Required task 1:
Summarize the claims on combustion chamber pressure in two sentences.

-- Start of Source text --

2. A method as set forth in claim 1, wherein the pressure in the combustion chamber (5) at the end of the compression stroke is the pressure in the combustion chamber (5) right before combustion or right before ignition by a spark plug (6).
3. A method as set forth in claim 1, wherein said pressure in the combustion chamber (5) made constant is made higher the higher the engine speed.
4. A method as set forth in claim 1, wherein the pressure in the combustion chamber (5) is directly detected and the mechanical compression ratio is controlled based on the detected pressure in the combustion chamber (5).
5. A method as set forth in claim 1, wherein the pressure in the engine intake passage (8, 11, 12) is detected, the pressure in the combustion chamber (5) at the end of the compression stroke is estimated from the detected pressure, and the mechanical compression ratio is controlled based on the estimated pressure in the combustion chamber.

-- End of Source text --

Required task 2:
Return each line of the entries that contains the word "crane".

-- Start of Task input --

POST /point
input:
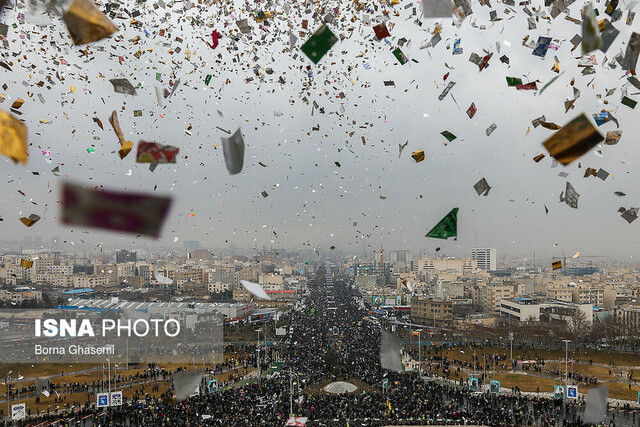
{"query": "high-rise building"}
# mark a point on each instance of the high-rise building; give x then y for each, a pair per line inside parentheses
(124, 255)
(191, 244)
(486, 258)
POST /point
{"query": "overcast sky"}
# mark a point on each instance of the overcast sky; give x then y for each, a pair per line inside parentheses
(311, 199)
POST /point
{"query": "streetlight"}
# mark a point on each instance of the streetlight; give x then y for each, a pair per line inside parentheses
(420, 353)
(566, 365)
(291, 373)
(8, 400)
(259, 366)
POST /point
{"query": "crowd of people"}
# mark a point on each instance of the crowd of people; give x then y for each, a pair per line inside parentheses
(332, 337)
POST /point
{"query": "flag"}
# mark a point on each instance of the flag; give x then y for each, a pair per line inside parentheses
(114, 210)
(447, 227)
(152, 152)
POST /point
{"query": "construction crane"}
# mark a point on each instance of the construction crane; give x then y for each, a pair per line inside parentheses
(563, 258)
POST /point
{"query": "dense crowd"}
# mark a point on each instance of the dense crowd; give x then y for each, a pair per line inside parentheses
(332, 337)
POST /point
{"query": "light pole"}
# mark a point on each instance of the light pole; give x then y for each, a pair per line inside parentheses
(420, 353)
(566, 365)
(291, 374)
(8, 400)
(259, 367)
(511, 344)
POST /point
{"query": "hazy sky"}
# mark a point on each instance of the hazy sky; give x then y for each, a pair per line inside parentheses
(311, 199)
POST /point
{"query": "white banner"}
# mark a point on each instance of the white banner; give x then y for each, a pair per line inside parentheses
(102, 400)
(116, 398)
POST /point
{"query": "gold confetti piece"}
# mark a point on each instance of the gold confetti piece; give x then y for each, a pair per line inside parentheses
(86, 23)
(13, 138)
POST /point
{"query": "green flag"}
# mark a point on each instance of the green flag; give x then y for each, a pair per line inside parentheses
(447, 227)
(319, 44)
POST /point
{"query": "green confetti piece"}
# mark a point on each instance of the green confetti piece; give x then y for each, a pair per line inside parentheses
(447, 227)
(450, 137)
(629, 102)
(319, 44)
(400, 56)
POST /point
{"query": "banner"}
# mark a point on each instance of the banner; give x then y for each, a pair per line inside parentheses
(18, 411)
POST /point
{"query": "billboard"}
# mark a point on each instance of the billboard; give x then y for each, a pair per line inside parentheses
(390, 300)
(116, 398)
(18, 411)
(558, 392)
(102, 400)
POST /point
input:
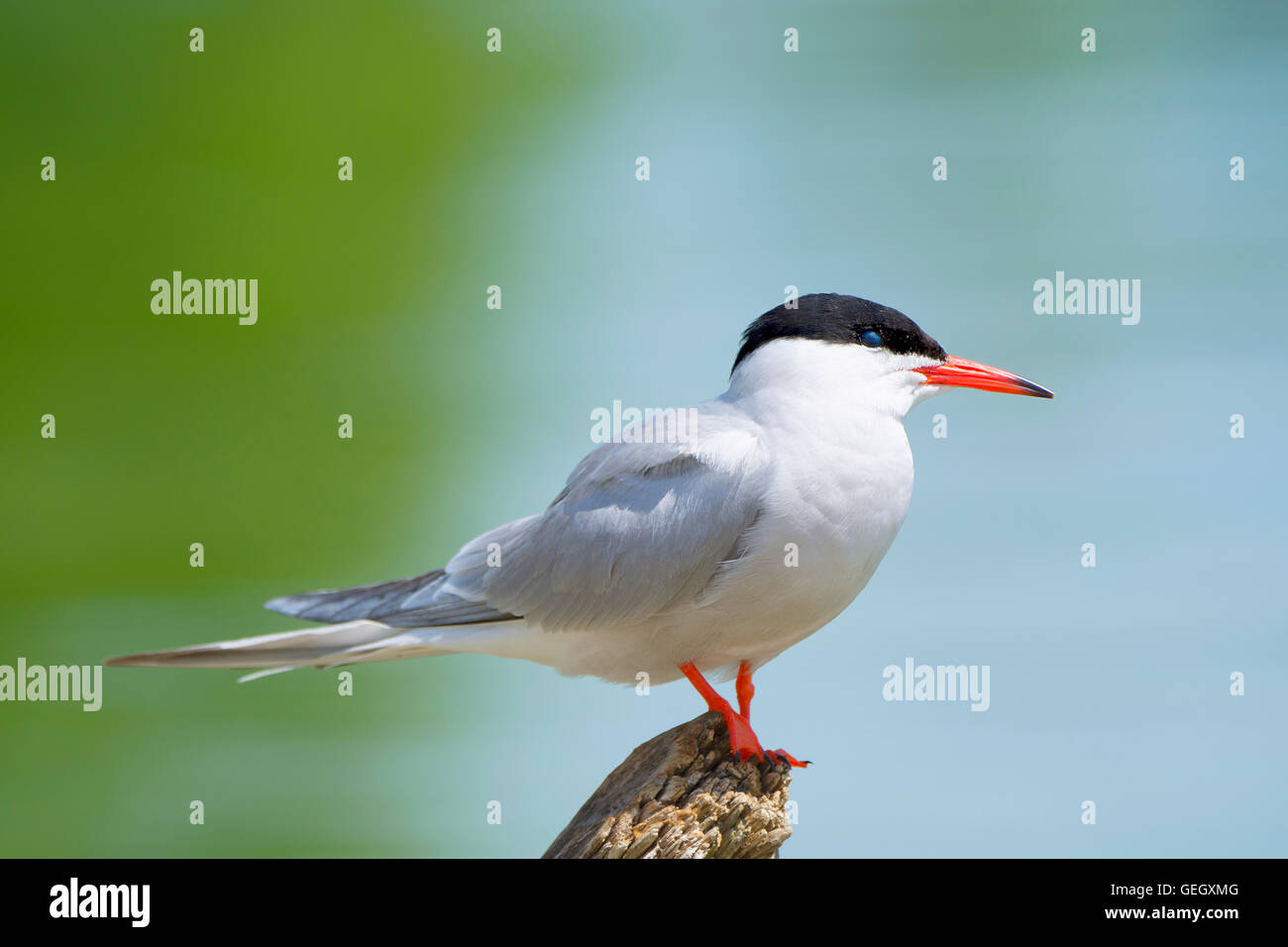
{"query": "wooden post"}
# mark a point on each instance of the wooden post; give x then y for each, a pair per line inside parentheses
(682, 795)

-- End of Task input --

Written reply 1:
The pressure in the combustion chamber at the end of the compression stroke is defined as the pressure right before combustion or right before ignition by a spark plug, and this constant pressure is made higher as the engine speed rises. The mechanical compression ratio is controlled based on this pressure, which is either detected directly or estimated from the pressure detected in the engine intake passage.

Written reply 2:
{"query": "construction crane"}
# mark a point on each instance of the construction crane; give x then y for each, a pair per line inside parentheses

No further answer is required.